Problem description: Answer with the exact lines of the following material from the one containing "TARGET: arched window" through the one containing "TARGET: arched doorway", both end lines included.

Material shown:

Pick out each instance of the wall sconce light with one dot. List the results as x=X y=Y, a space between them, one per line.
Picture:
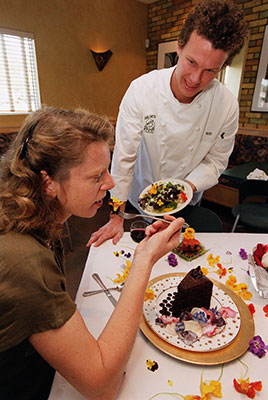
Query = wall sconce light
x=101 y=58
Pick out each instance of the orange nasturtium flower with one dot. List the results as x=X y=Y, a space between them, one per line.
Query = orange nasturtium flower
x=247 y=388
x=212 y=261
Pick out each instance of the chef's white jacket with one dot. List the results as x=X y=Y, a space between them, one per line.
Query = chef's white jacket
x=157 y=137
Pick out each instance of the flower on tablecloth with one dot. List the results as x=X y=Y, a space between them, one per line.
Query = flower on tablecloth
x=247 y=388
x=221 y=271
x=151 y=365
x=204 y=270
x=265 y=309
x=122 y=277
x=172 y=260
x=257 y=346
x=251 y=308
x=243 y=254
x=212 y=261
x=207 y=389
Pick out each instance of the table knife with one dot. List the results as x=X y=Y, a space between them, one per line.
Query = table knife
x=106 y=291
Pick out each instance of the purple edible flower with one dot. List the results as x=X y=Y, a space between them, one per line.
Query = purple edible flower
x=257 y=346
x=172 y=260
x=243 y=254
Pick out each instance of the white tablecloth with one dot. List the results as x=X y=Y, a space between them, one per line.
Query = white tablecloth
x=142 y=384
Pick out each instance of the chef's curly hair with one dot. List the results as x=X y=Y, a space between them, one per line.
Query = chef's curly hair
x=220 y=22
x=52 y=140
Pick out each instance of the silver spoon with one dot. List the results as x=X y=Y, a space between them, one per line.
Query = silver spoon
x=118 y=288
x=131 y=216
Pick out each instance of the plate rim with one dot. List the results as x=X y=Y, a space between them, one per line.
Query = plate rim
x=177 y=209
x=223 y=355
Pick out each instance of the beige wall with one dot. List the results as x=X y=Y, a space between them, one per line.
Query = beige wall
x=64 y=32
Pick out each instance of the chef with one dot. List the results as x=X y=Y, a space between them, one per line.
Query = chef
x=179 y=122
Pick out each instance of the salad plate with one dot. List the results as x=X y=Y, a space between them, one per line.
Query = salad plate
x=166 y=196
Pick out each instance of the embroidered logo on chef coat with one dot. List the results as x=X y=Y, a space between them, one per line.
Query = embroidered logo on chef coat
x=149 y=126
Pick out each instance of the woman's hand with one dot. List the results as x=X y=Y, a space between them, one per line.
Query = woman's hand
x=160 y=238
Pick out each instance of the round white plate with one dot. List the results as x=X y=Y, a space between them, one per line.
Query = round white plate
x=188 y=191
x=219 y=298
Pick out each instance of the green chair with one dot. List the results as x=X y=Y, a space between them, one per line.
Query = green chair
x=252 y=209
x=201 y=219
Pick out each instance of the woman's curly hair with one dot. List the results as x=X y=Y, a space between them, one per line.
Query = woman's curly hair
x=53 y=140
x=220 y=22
* * *
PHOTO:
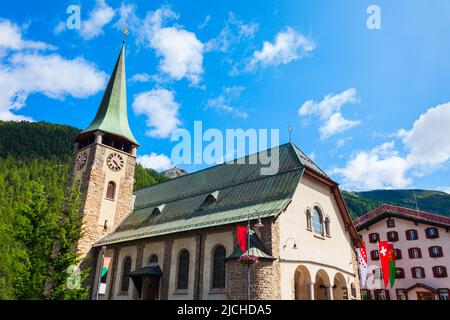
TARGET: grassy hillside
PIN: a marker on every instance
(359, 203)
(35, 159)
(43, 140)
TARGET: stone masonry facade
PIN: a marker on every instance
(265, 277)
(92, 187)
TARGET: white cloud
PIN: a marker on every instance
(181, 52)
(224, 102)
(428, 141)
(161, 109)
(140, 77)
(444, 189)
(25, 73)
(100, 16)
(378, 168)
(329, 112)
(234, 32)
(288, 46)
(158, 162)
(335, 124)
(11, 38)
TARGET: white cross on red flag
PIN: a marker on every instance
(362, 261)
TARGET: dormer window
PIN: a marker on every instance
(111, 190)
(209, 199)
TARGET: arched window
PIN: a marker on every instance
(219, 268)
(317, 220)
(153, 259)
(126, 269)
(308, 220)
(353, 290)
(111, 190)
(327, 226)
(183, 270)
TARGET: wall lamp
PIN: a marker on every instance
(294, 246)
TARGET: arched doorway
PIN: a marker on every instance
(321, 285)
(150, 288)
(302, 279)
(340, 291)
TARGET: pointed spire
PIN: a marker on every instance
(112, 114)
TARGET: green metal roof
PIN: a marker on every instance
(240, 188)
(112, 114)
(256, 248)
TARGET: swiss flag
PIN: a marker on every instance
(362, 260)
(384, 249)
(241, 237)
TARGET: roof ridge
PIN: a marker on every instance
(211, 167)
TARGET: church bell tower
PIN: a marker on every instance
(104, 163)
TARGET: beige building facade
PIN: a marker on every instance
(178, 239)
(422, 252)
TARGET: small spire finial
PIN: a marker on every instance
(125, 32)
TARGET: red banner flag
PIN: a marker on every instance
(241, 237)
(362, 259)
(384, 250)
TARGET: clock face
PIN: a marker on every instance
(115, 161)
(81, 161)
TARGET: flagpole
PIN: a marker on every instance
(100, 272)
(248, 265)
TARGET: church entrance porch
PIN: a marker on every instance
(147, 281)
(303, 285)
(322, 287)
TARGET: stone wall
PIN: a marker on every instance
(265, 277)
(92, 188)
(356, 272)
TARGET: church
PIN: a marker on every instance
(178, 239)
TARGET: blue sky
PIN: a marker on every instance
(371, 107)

Answer for this exercise:
TARGET: arched window
PIN: a marker on every instance
(219, 268)
(317, 220)
(153, 259)
(126, 269)
(308, 220)
(353, 290)
(111, 190)
(327, 226)
(183, 270)
TARGET: wall lamp
PIN: a marker on every instance
(294, 246)
TARGET: arched doorway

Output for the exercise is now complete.